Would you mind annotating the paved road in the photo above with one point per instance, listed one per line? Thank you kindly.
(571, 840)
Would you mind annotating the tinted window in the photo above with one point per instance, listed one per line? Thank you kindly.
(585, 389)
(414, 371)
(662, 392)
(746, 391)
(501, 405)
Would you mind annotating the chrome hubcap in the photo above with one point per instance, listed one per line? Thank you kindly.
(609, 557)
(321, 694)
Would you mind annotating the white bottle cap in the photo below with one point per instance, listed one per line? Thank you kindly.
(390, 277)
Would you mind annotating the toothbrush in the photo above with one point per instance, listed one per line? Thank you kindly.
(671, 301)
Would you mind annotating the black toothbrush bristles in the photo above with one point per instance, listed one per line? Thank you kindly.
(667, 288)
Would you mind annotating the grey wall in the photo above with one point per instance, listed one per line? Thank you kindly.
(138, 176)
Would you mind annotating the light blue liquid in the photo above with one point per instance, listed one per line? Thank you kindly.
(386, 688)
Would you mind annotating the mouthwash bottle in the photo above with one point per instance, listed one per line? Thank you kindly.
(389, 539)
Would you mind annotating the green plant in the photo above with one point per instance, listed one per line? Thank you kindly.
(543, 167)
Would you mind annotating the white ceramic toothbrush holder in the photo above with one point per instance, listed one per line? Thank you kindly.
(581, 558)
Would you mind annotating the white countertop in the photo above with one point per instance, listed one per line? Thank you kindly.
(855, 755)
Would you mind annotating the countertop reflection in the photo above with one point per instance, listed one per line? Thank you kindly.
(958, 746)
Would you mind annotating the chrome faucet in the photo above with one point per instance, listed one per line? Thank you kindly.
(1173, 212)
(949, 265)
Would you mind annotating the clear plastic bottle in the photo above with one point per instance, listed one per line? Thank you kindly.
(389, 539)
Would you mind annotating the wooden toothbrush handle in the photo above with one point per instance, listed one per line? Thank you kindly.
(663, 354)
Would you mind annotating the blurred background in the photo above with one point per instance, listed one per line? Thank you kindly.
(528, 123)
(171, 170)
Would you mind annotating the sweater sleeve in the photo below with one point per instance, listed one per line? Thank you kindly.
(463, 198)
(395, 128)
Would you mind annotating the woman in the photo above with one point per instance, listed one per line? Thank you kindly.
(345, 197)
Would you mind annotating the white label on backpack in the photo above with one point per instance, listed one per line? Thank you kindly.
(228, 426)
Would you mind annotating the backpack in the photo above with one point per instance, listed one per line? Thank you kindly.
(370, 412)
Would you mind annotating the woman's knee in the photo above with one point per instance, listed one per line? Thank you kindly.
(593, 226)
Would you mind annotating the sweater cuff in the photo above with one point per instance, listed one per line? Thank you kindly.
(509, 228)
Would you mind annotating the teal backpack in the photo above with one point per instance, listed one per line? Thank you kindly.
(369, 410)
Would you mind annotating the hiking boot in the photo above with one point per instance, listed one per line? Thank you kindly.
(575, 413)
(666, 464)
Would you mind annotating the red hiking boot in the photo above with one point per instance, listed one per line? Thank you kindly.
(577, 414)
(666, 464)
····················
The task -> Write out the records shown above, exactly as they appear.

Response to the task ->
Would you mind annotating the paved road in the photo above with one point per instance, listed one per line? Thank you kindly.
(571, 840)
Would you mind annotating the tinted window in the photo above with one point per instance, listed one per line? Thank you kindly.
(585, 389)
(414, 371)
(662, 392)
(746, 391)
(501, 405)
Would you mind annotating the chrome hubcap in the photo above with one point per instance, listed one per line? Thank you kindly.
(609, 557)
(321, 694)
Would you mind annotating the white bottle cap in the photo below with one point per instance, listed one per line? Thank you kindly.
(390, 277)
Would you mind annotating the toothbrush in the photo above with one point per instance, listed one per line? Thank you kindly.
(671, 301)
Would you mind annotating the black toothbrush bristles in the photo above with one point per instance, listed one per line? Thank you kindly.
(667, 288)
Would you mind annotating the grey wall in the photo above with one point per instance, listed one per line? Thank you kindly.
(138, 176)
Would you mind annotating the light blue liquid in the photo above with one point per instance, listed one per line? Thank you kindly.
(386, 688)
Would you mind annotating the mouthwash bottle in the photo above with one point per instance, listed one per line? Thank you kindly.
(389, 539)
Would you mind annotating the green plant in the photo above with one point per instance, listed one per line? Thank you kindly.
(543, 167)
Would you mind annotating the white ceramic toothbrush holder in the photo above with one point per instance, listed one per line? Thank you kindly.
(581, 558)
Would you mind annotating the white countertop in the photo above with one point per instance, listed one per line? Thank you kindly.
(855, 755)
Would you mind annotating the countertop reflection in the photo above with one point per instance, listed one per line? Thank you kindly.
(958, 746)
Would you mind annotating the chrome faucet in the photo above with one point per instance, listed one per line? Thank you kindly.
(1173, 212)
(949, 265)
Would you mind annotating the clear plastic bottle in the photo above with one point per instance, listed one per line? Thank you kindly.
(389, 539)
Would you mind annotating the wooden toothbrush handle in the photo above with one point per instance, listed one per line? Thank you kindly.
(663, 354)
Would you mind annotating the blurred background in the photo above with one point per instance, listed one per line? Thank you kindly.
(528, 123)
(171, 170)
Would you mind annotating the sweater sleeve in the photo below with one point per instance, listed one per line? Thank you kindly.
(463, 198)
(395, 128)
Would you mind annotating the woman in the photo above with one point per instance, listed one per line? Thank you kindly.
(345, 197)
Would you mind annotating the white label on backpack in the photo above with one point per instance, listed one per line? Thank you kindly.
(228, 426)
Would you mind annotating the backpack in the photo above with one point per instance, listed one per line? Thank you kindly.
(370, 412)
Would you mind annotating the woman's knee in the photo above with one point per instance, listed one per line? Thank you kindly.
(593, 226)
Would you mind annotating the sweater cuff in the photo above with one point per instance, listed one per line? Thank you kindly.
(509, 228)
Would you mind annotating the teal backpack in the photo above with one point per instance, listed one per line? Thank you kindly.
(369, 410)
Would you mind annotating the hiking boot in the photo above with one point per instance, listed one per line? Thank you kindly.
(575, 413)
(666, 464)
Would you mind annotating the red hiking boot in the photo above with one point per instance, listed one per line? Thank you kindly.
(577, 414)
(666, 464)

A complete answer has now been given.